--- Stored data ---

◇ ◇ ◇ ◇ ◇ ◇ ◇

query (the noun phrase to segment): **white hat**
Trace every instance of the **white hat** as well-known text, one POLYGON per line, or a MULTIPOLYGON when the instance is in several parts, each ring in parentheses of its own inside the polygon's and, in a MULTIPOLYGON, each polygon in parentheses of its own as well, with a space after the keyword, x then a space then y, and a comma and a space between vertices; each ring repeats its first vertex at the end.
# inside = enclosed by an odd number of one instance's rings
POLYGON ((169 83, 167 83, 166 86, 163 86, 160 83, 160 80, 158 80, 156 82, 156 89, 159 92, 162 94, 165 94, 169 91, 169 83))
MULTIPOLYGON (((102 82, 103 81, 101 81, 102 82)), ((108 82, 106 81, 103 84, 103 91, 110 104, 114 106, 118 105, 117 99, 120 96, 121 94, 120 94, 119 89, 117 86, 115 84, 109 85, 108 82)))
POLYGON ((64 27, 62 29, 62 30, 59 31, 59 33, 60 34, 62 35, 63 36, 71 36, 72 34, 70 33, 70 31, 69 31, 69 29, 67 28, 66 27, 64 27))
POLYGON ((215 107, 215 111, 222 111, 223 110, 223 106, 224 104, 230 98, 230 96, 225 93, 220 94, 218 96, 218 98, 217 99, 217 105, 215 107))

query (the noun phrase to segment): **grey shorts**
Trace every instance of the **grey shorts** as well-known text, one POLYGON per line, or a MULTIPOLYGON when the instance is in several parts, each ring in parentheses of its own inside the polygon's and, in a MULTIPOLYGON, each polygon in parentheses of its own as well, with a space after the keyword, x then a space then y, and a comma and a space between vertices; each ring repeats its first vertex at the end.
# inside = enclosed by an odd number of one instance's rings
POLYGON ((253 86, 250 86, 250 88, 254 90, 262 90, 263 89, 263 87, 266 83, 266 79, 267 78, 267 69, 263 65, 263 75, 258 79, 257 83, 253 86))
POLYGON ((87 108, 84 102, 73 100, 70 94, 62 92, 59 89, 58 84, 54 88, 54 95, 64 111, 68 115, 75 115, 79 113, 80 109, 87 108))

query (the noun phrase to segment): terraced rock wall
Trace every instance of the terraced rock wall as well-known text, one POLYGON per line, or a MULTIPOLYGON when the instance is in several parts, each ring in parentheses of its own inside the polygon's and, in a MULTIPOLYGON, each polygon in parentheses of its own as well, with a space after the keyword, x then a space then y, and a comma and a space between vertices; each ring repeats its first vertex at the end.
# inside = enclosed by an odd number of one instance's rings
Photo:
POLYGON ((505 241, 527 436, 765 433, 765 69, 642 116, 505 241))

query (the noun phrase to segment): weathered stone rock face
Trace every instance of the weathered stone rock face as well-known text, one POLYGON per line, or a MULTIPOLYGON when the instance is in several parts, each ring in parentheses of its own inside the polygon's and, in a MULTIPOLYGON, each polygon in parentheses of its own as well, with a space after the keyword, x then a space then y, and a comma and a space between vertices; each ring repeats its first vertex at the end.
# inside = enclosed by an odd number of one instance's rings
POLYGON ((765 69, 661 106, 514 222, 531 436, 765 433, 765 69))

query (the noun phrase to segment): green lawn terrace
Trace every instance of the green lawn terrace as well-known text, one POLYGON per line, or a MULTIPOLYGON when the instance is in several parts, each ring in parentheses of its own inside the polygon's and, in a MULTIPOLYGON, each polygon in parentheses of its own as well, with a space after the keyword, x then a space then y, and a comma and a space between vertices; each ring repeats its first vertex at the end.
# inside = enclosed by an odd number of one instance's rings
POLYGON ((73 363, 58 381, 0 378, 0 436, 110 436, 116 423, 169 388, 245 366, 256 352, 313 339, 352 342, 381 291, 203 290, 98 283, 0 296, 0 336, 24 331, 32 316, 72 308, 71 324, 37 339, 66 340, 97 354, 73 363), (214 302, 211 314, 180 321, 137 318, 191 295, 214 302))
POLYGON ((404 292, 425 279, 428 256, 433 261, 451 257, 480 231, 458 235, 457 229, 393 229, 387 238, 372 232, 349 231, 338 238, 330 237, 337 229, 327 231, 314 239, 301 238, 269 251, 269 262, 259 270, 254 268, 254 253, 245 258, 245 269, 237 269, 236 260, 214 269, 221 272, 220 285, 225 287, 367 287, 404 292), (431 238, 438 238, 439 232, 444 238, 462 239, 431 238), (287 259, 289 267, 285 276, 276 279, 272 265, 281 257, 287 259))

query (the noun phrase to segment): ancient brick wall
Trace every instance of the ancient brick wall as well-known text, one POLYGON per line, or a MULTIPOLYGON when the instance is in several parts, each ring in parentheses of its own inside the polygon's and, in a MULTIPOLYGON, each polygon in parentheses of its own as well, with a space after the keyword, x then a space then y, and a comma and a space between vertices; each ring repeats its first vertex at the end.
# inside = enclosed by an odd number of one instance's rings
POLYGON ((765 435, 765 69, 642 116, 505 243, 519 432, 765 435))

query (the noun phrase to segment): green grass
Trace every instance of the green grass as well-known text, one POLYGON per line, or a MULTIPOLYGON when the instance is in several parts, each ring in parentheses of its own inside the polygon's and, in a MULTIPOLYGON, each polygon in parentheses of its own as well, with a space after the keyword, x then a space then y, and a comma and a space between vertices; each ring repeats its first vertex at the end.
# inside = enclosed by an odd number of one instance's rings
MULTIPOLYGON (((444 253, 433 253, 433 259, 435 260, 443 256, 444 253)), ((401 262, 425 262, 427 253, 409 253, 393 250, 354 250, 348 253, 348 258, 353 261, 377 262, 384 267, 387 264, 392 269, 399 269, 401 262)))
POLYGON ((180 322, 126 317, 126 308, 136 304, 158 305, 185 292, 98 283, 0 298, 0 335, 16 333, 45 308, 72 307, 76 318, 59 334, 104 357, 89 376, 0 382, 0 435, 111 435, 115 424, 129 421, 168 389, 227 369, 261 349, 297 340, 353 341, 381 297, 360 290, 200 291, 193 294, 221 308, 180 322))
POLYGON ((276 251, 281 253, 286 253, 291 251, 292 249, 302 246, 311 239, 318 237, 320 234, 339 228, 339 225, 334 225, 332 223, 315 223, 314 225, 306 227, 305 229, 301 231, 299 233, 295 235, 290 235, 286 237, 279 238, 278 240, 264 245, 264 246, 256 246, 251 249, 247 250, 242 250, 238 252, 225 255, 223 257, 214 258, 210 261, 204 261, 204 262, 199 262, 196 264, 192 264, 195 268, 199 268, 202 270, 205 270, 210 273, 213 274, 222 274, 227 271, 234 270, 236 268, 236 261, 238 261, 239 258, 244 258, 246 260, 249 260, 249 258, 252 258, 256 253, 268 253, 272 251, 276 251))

◇ ◇ ◇ ◇ ◇ ◇ ◇

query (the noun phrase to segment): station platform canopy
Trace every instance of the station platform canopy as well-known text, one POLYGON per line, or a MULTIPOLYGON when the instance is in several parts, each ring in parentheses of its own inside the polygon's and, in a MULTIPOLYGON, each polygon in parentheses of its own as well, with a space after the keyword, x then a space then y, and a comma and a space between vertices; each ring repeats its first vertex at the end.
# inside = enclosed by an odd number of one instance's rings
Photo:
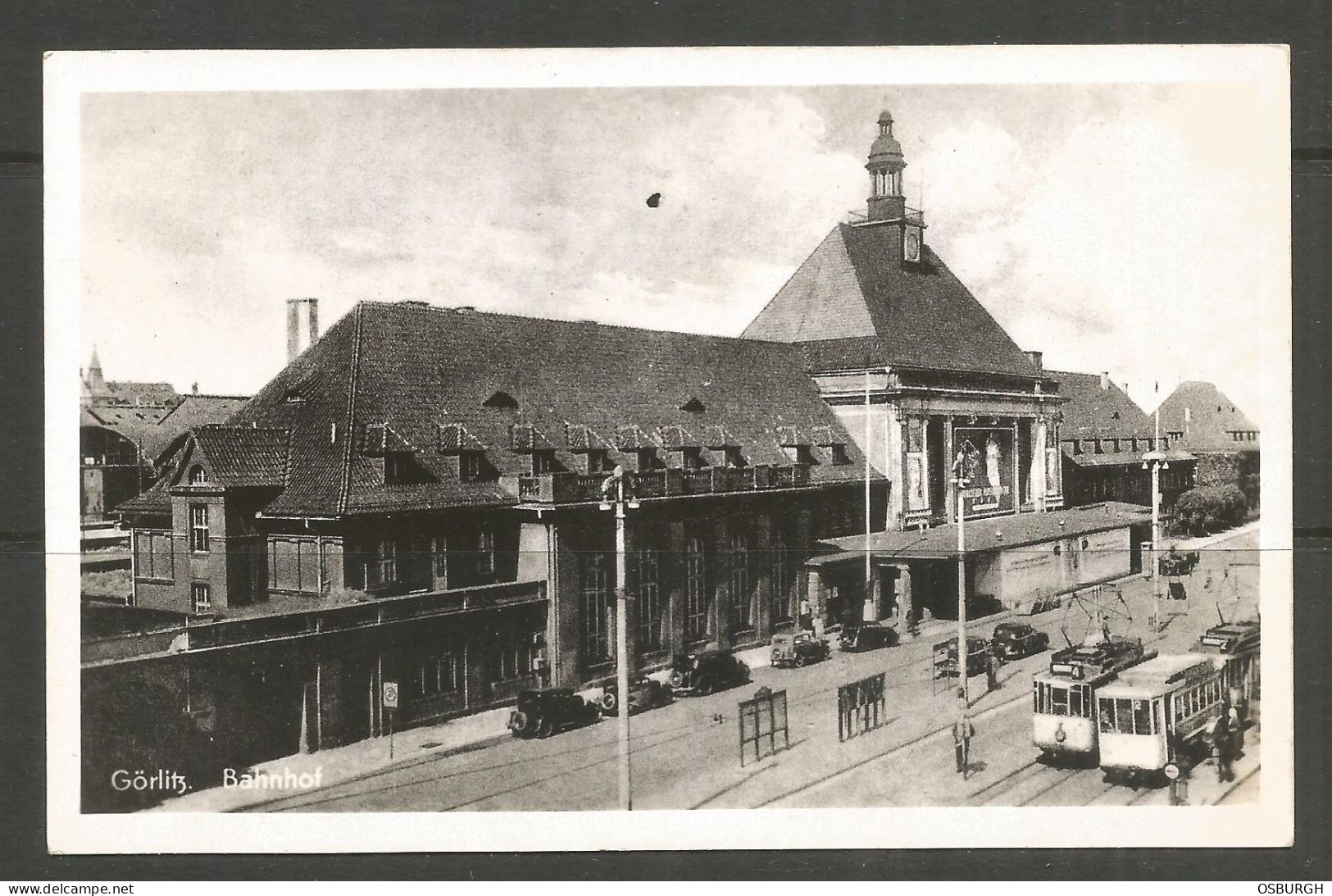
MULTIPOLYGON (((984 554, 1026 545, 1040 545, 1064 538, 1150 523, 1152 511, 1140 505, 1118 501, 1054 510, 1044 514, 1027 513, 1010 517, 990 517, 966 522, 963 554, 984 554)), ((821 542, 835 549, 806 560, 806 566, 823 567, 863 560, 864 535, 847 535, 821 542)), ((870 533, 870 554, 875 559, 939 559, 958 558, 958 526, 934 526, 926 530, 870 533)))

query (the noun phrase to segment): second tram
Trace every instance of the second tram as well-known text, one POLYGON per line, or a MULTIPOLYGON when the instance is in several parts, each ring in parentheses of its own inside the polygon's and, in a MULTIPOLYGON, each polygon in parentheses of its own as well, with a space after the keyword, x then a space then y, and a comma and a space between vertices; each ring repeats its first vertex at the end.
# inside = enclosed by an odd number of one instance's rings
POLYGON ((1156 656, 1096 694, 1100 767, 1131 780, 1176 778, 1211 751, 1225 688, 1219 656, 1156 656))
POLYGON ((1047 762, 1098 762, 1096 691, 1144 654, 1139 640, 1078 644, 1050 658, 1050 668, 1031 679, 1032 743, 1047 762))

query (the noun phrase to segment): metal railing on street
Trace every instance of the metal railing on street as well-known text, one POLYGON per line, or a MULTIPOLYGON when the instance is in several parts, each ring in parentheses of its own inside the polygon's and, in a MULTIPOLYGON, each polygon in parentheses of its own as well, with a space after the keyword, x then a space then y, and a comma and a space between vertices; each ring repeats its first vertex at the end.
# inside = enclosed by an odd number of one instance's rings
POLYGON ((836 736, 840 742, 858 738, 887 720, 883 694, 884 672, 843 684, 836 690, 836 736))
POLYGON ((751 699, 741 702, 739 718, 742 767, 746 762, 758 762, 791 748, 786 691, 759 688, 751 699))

◇ ◇ ◇ ◇ ◇ ◇ ◇

--- Task details ---
Switch "second tram" to "rear tram" in the records starting at the line that contains "query (the noun phrase to segment): second" and ending at the line that contains "Trace every instance of the second". Give only those lines, with everything else unchanged.

--- The response ---
query (the noun phrase to segment): rear tram
Trace every instance of the rear tram as well-known text, one POLYGON per line, or a MULTIPOLYGON when the instance is in several parts, each ring in parentheses of its own inside the polygon's and, in a MULTIPOLYGON, each polygon in parentheses of its own as well, with a space after the keyword, x then a space then y, and a comma and a space between vertices; each ring repeats its first vertex at the end.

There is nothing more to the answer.